◆ **What the task asks**: Everything from the line containing "is any window?" through the final line of the records must be transcribed verbatim; nothing else belongs in the result.

◇ ◇ ◇ ◇

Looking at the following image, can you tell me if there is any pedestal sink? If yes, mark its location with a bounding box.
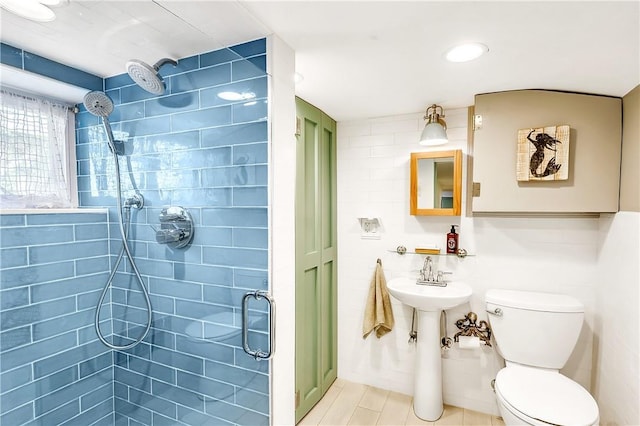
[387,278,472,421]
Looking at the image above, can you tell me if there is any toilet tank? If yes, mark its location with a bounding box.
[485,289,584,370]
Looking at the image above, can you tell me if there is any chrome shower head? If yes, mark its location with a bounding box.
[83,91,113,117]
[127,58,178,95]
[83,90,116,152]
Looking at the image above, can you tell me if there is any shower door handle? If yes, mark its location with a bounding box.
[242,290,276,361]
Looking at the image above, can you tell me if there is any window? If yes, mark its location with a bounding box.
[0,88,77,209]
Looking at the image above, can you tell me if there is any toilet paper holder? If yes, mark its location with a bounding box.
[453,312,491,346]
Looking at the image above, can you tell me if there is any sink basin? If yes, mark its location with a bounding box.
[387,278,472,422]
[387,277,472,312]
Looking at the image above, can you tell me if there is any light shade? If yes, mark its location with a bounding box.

◇ ◇ ◇ ◇

◆ **Answer to the exercise**:
Looking at the image above, can you tell me if there is any window? If yes, mark its location with a bounding box.
[0,88,77,209]
Looking at the image above, can you tell me if there is any toilet paper holder? If yes, mark its location with a bounding box.
[453,312,491,346]
Looking at the image above, can you tell me if there is any sink basin? If yes, mark its location with a bounding box.
[387,278,472,422]
[387,277,472,312]
Looking at the image above, can you tell me if there is any light shade? If yes, mark its location with a bounding box.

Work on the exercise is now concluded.